■ **Written problem**:
In the records below, take the stretch from the line containing "of the green" through the line containing "pixel 282 16". Arrange only those lines as a Markdown table with the columns Row and Line, numbering each line and leaving out blank ones.
------------
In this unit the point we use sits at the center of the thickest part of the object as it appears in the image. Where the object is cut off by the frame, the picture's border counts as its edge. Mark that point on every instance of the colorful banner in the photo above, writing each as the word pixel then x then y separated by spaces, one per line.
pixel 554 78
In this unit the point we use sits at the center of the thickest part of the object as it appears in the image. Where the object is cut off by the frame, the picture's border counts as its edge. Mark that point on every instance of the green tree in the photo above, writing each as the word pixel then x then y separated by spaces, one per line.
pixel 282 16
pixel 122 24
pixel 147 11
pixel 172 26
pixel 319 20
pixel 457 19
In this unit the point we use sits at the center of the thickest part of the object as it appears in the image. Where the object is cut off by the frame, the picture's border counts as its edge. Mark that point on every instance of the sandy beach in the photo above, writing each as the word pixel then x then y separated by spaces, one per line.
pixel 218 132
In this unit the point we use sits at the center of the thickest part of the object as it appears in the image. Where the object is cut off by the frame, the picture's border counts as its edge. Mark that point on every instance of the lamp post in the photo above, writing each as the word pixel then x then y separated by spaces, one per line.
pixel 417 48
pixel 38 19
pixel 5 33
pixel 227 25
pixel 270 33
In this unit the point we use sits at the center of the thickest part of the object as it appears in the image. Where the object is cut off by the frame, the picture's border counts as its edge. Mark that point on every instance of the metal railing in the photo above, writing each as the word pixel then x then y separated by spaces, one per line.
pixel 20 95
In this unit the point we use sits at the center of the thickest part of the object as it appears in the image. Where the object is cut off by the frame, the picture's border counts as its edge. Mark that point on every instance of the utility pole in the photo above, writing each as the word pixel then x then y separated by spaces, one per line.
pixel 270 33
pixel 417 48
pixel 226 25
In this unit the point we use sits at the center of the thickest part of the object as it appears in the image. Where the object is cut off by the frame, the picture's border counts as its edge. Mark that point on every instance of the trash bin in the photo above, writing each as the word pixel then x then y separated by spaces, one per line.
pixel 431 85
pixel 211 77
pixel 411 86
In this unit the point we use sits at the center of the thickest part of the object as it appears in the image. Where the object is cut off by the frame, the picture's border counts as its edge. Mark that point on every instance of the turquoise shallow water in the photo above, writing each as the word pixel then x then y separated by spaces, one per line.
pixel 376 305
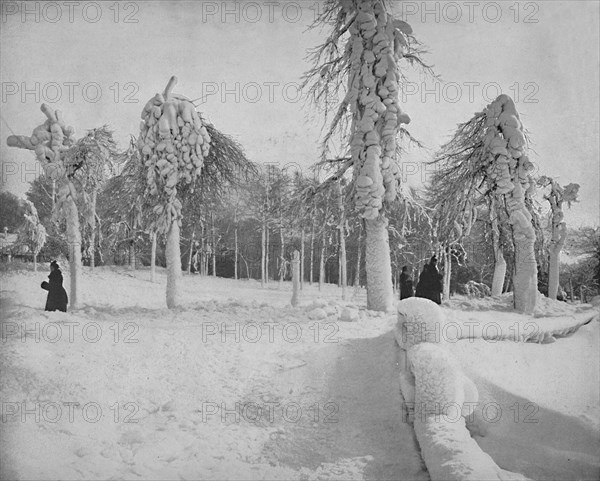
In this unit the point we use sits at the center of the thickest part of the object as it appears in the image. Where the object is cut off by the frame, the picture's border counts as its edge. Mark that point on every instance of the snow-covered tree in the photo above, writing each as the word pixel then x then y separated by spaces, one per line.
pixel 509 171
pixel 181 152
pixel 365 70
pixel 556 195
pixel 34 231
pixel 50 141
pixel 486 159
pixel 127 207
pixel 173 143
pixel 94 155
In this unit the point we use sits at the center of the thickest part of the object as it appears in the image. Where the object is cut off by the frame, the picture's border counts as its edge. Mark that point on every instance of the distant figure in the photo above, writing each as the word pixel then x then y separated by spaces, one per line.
------------
■ **Exercise answer**:
| Row | Line |
|---|---|
| 1 | In this unit the point we use sits at the center of the thickest part of the object as it appears in the image. Where the object is cut off by the frame, the picture's border counts as its edge. Mark that point on every instance of the green tree in the photo above, writing each as the word pixel then x then y separated by spaces, one per line. |
| 2 | pixel 282 16 |